Document ->
━━━

Ceux qui sont dans l’abondance, et qui veulent donner, donnent librement chacun ce qu’il veut, et ce qui est recueilli est remis à celui qui préside, et il assiste les orphelins, les veuves, les malades, les indigents, les prisonniers, les hôtes étrangers, en un mot, il secourt tous ceux qui sont dans le besoin.

Nous nous assemblons tous le jour du soleil, parce que c’est le premier jour, où Dieu, tirant la matière des ténèbres, créa le monde, et que, ce même jour, Jésus-Christ notre Sauveur ressuscita des morts. La veille du jour de Saturne, il fut crucifié, et le lendemain de ce jour, c’est-à-dire le jour du soleil, il apparut à ses apôtres et à ses disciples et leur enseigna cette doctrine, que nous avons soumise à votre examen. 
» - Grande Apologie - LXVII

Nous constatons que les chrétiens avaient l’habitude de se réunir le 
dimanche, pratique déjà attestée par Ignace d’Antioche. Ce jour qui correspondait à la résurrection de Jésus. Mais du coup, l’eucharistie ne correspond plus au repas du Seigneur célébré peu avant la mort de Jésus.

━━━

Données affichées ->

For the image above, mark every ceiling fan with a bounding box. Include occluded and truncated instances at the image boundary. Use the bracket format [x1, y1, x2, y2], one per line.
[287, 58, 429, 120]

━━━

Vos tâches ->
• 1. Reproduisez sans rien changer le passage du texte sur l'assemblée du dimanche, depuis « Ceux qui sont dans l’abondance, et » jusqu'à « à votre examen. » inclus.
• 2. D'après le texte sur l'assemblée du dimanche, à qui remet-on ce qui est recueilli auprès de ceux qui donnent ?
• 3. Selon le texte sur l'assemblée du dimanche, pourquoi les chrétiens se rassemblent-ils le jour du soleil ? Répondez en une à trois phrases.
Le matériel fourni n'a aucun lien avec le texte sur l'assemblée du dimanche.

Réponses successives ->
• 1.
Ceux qui sont dans l’abondance, et qui veulent donner, donnent librement chacun ce qu’il veut, et ce qui est recueilli est remis à celui qui préside, et il assiste les orphelins, les veuves, les malades, les indigents, les prisonniers, les hôtes étrangers, en un mot, il secourt tous ceux qui sont dans le besoin.

Nous nous assemblons tous le jour du soleil, parce que c’est le premier jour, où Dieu, tirant la matière des ténèbres, créa le monde, et que, ce même jour, Jésus-Christ notre Sauveur ressuscita des morts. La veille du jour de Saturne, il fut crucifié, et le lendemain de ce jour, c’est-à-dire le jour du soleil, il apparut à ses apôtres et à ses disciples et leur enseigna cette doctrine, que nous avons soumise à votre examen.

• 2. Ce qui est recueilli est remis à celui qui préside.

• 3. Ils se rassemblent ce jour-là parce que c'est le premier jour, celui où Dieu, tirant la matière des ténèbres, créa le monde. C'est aussi le jour où Jésus-Christ ressuscita des morts.